## DOCUMENT SEGMENT
§ §
Mayor Depriest told the council the city is now actively seeking funding to finish replacing the remainder of the city’s water lines. Over 90 percent of the city’s lines are new, but there are still older lines running along some places on Highway 805 and in some of the hollows on steep grades with only a few houses. Depriest said that when this project is finished, the city will have all new water lines.
Jenkins resident David Back asked the council to look at several places on B&O Hill where the road is partially blocked, either by garbage and debris from houses, or from cars that are improperly parked or abandoned. Back said a driver needs to plot a zigzag course to get through the road. Depriest said he will have the Jenkins Police Department look into the matter.
Depriest told the council that Bike Nite will be held on the third Saturday of each month in City Park from May through October. The popular Cruise-In will continue to be on the first Saturday of each month. Depriest asked the council to consider zoning for business and commercial property to preserve property values, by preventing the possible location of a dilapidated or undesirable building alongside a valuable commercial or business property. He added that zoning will help the city in removing blighted and deteriorated property. Zoning is already enforced at the Gateway Industrial Park.
The council voted to purchase a singlewide house trailer owned by Mary Prichard that is located at the entrance to Little Shepherd Amphitheater. Depriest said he plans to lease the trailer to city police officers so they can reside in the city and the rental will cover the cost of the loan payment. The trailer is estimated at between $8,000 and $12,000.
§ §
## GIVEN REQUEST 1
In the city council report, condense the paragraph beginning "Depriest told the council that Bike Nite" into a short bulleted list that keeps its main facts.
## GIVEN REQUEST 2
According to the city council report, what is the estimated value of the singlewide house trailer the council voted to buy?

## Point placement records
§ §
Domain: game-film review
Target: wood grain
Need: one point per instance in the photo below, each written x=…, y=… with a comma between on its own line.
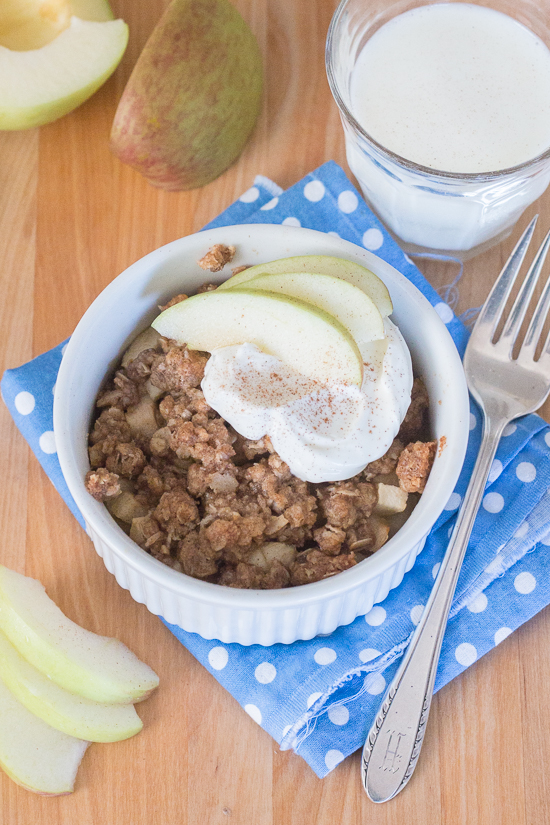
x=71, y=218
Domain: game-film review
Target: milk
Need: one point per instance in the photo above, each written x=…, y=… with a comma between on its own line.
x=458, y=89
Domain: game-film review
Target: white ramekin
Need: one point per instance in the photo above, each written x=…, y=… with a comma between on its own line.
x=127, y=306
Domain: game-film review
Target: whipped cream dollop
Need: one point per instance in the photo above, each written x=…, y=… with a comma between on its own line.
x=324, y=433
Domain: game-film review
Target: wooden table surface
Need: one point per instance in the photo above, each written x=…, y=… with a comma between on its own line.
x=71, y=218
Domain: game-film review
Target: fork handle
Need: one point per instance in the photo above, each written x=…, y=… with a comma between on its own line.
x=395, y=739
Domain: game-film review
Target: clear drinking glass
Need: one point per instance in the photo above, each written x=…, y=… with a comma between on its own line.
x=431, y=211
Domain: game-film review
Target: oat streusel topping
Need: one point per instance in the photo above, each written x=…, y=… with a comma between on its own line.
x=207, y=502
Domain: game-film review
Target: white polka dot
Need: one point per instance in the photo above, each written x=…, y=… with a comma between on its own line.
x=24, y=402
x=493, y=503
x=495, y=471
x=526, y=472
x=314, y=191
x=218, y=657
x=265, y=673
x=313, y=698
x=338, y=715
x=478, y=604
x=454, y=501
x=522, y=530
x=368, y=654
x=347, y=201
x=375, y=684
x=466, y=654
x=416, y=613
x=445, y=312
x=250, y=195
x=47, y=442
x=501, y=634
x=333, y=758
x=375, y=616
x=254, y=712
x=270, y=204
x=525, y=583
x=373, y=239
x=325, y=656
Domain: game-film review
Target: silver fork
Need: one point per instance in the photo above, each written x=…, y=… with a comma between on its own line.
x=505, y=388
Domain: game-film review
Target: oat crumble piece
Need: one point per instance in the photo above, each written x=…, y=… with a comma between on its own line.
x=217, y=257
x=414, y=465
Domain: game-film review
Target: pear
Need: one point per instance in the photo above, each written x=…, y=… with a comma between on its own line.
x=41, y=85
x=349, y=271
x=96, y=667
x=304, y=337
x=193, y=97
x=30, y=24
x=32, y=753
x=351, y=306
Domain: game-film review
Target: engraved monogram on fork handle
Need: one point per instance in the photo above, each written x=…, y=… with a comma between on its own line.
x=505, y=388
x=394, y=742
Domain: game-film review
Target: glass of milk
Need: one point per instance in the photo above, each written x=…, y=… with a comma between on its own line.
x=446, y=113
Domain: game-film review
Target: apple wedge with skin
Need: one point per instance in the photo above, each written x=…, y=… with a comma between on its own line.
x=42, y=85
x=32, y=753
x=304, y=337
x=351, y=306
x=353, y=273
x=82, y=662
x=67, y=712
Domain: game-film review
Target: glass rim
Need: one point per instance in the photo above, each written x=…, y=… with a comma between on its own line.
x=469, y=177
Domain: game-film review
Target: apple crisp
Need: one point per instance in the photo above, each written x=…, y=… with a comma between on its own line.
x=192, y=492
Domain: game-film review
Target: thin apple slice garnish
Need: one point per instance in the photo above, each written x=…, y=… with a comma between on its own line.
x=304, y=337
x=32, y=753
x=67, y=712
x=41, y=85
x=82, y=662
x=347, y=303
x=349, y=271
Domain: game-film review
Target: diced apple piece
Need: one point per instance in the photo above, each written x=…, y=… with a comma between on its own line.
x=391, y=500
x=67, y=712
x=34, y=754
x=349, y=271
x=44, y=84
x=345, y=302
x=148, y=339
x=299, y=334
x=97, y=667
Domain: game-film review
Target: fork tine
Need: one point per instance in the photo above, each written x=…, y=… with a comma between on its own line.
x=521, y=304
x=534, y=331
x=489, y=316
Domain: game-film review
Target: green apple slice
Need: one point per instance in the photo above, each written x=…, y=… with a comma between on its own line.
x=41, y=85
x=299, y=334
x=348, y=271
x=72, y=714
x=351, y=306
x=32, y=753
x=97, y=667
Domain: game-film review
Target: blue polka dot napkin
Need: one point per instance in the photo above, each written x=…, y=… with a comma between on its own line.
x=319, y=697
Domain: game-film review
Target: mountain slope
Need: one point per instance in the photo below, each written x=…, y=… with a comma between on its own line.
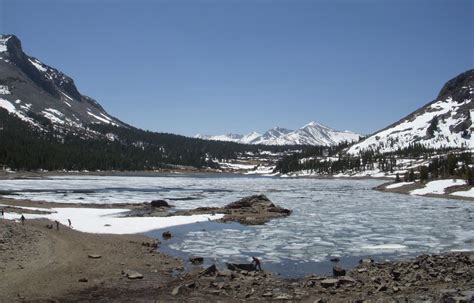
x=444, y=122
x=311, y=134
x=39, y=94
x=46, y=123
§ §
## EXERCISE RESULT 1
- Bike Nite: third Saturday of each month, May through October, in City Park.
- Cruise-In: stays on the first Saturday of each month.
- Depriest asked the council to consider zoning for business and commercial property to protect property values by keeping dilapidated or undesirable buildings from going up beside valuable ones.
- He said zoning would also help the city remove blighted and deteriorated property.
- Zoning is already enforced at the Gateway Industrial Park.

## EXERCISE RESULT 2
Between $8,000 and $12,000.